*** Block opens ***

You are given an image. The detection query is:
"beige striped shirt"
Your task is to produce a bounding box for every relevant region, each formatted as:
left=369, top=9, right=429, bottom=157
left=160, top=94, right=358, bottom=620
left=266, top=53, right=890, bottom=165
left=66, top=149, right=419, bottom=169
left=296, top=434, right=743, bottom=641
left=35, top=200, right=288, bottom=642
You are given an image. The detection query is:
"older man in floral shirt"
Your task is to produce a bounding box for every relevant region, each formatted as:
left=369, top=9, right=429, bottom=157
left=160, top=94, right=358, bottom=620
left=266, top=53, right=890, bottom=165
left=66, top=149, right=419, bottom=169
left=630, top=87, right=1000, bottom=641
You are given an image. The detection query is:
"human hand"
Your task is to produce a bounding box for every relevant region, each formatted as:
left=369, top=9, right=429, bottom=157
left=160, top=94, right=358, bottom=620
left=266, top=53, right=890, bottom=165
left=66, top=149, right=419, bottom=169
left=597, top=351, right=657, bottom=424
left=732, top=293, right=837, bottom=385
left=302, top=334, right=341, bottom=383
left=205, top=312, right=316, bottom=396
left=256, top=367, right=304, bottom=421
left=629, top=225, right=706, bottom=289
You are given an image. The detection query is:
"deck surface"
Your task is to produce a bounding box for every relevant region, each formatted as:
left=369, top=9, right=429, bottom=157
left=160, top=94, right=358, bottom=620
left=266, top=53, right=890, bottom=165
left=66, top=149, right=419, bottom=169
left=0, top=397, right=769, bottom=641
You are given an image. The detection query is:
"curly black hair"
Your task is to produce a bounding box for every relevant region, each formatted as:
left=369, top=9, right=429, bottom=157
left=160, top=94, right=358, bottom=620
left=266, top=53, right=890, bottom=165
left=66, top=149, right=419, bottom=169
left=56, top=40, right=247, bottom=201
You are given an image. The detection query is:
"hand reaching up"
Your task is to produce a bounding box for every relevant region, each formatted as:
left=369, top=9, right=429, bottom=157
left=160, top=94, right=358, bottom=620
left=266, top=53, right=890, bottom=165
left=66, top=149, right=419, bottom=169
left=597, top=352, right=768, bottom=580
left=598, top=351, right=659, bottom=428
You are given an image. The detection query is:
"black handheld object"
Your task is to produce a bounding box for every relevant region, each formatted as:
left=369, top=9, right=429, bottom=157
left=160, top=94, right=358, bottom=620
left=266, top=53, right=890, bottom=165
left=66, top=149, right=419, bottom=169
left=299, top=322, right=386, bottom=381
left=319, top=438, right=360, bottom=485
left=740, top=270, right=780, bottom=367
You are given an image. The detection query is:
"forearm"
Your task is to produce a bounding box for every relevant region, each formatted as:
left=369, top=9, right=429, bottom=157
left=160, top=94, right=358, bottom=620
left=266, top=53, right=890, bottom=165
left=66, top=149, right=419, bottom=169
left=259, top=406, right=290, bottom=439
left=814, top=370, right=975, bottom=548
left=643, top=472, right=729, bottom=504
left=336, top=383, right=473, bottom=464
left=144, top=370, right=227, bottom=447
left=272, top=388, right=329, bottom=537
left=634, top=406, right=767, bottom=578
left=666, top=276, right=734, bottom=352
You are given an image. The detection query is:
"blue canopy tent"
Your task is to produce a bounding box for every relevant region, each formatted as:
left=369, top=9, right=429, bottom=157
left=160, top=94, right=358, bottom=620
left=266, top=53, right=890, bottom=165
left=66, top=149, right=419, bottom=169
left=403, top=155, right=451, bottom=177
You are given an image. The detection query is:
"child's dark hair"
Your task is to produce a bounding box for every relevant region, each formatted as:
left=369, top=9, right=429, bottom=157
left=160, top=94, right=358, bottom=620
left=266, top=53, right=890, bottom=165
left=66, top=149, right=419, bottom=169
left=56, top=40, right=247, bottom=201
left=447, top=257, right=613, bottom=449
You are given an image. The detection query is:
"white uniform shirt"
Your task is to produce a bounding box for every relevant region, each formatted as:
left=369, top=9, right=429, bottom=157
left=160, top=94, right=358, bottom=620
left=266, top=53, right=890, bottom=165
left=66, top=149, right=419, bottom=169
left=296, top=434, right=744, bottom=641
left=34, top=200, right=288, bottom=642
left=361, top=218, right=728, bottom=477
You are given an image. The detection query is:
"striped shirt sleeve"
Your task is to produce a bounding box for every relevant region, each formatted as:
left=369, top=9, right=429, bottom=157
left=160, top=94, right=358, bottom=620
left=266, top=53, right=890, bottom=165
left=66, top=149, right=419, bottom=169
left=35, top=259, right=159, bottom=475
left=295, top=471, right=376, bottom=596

*** Block closes ***

> **What to produce**:
Among the lines above, count those containing "black" and give only that count.

> **Answer section**:
2